### Data to use
- - - - - - -

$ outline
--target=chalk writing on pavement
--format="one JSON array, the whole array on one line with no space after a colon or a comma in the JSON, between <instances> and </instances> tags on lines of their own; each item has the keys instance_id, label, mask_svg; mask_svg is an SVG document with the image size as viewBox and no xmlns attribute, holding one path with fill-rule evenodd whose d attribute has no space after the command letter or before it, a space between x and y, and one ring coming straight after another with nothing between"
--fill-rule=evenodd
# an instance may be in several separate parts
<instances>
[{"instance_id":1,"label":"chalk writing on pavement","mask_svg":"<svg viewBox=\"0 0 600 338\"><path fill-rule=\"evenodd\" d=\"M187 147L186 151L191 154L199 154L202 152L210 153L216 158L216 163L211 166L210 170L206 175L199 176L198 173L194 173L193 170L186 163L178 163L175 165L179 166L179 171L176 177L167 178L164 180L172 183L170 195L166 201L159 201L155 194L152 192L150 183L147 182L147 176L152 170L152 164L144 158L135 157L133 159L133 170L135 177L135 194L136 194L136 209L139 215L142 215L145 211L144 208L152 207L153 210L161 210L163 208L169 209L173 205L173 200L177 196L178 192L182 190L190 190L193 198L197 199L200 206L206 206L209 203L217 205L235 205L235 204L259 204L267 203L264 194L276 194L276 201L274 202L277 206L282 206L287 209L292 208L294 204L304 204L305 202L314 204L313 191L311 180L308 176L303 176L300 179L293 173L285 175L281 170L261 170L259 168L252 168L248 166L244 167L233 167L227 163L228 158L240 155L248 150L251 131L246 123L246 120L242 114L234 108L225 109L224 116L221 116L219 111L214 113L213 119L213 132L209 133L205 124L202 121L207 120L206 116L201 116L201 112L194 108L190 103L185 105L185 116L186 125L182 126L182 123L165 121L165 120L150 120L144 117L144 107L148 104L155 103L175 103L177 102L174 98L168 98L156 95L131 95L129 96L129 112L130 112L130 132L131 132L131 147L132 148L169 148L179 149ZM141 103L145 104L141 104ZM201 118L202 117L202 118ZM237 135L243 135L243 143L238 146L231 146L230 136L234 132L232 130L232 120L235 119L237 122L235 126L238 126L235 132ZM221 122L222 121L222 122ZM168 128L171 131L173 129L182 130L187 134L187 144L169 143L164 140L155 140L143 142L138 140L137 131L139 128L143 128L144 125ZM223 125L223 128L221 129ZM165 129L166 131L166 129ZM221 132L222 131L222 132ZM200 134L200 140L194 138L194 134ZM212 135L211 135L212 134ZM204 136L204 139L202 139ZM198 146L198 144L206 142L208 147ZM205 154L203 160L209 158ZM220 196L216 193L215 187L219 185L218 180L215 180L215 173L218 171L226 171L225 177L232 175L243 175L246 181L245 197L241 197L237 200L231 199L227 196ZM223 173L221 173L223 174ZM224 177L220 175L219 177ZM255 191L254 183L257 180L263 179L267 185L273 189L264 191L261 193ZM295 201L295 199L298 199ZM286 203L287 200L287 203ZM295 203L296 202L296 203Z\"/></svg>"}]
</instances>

- - - - - - -

### Work instructions
Set out the lines of the entries as a numbered list, from the first line through the line that contains "--fill-rule=evenodd", leaving out any blank lines.

### Expected answer
1. $ outline
2. --target=chalk writing on pavement
3. --format="one JSON array, the whole array on one line with no space after a colon or a comma in the JSON, between <instances> and </instances> tags on lines of their own; each item has the keys instance_id, label, mask_svg; mask_svg is an SVG document with the image size as viewBox and no xmlns attribute, holding one path with fill-rule evenodd whose d attribute has no space after the command letter or before it, a space between x and y, and one ring coming straight after another with nothing between"
4. --fill-rule=evenodd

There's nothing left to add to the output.